[Dataset entries about object locations]

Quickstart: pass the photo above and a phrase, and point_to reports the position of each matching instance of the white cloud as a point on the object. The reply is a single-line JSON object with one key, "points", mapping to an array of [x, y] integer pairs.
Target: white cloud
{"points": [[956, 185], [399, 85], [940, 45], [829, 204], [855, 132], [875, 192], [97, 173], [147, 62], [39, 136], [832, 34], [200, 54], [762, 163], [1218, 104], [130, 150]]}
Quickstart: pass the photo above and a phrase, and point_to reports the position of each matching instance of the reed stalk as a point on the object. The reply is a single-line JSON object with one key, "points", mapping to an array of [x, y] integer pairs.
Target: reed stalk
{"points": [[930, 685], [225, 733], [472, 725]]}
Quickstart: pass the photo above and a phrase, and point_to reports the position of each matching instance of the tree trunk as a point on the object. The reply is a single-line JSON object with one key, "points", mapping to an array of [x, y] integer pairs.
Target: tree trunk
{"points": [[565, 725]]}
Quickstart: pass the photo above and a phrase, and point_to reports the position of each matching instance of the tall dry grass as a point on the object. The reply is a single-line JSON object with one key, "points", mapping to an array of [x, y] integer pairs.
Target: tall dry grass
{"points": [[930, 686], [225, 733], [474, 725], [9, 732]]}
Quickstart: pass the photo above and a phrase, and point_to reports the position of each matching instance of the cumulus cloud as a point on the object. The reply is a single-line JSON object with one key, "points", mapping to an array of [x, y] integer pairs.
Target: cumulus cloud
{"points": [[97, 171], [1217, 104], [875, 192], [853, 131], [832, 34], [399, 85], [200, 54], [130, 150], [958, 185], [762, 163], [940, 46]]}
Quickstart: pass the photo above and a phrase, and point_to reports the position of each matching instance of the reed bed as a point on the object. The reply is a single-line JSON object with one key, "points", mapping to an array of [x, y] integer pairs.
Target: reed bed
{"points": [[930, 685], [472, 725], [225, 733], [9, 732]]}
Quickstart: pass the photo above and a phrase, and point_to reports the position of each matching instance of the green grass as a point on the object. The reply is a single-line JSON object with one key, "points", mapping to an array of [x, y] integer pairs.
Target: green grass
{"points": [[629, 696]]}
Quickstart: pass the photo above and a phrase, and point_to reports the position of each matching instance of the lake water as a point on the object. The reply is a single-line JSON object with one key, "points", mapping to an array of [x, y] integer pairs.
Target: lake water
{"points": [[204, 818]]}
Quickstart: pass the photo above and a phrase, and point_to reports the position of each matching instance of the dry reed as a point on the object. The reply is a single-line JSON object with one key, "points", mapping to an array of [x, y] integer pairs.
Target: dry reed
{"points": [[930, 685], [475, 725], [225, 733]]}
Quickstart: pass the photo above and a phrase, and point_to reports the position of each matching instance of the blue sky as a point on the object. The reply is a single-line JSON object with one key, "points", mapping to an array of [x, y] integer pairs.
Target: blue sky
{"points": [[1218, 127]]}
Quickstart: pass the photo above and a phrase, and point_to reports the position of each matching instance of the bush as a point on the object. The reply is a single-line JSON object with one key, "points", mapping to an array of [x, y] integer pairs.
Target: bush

* _Exercise description_:
Copy the entries beginning at the line that has "of the bush" and stopping after the last entry, replacing "bush" with "shrub" and leaving all else unchanged. Give only those lines.

* _Solution to this problem_:
Quickstart: pass the photo above and a phrase, and point_to reports the position of each matching instance of the shrub as a point on the object. The reply is a single-line JSON object with one key, "points", mapping to an array of [x, y] integer pairs.
Target: shrub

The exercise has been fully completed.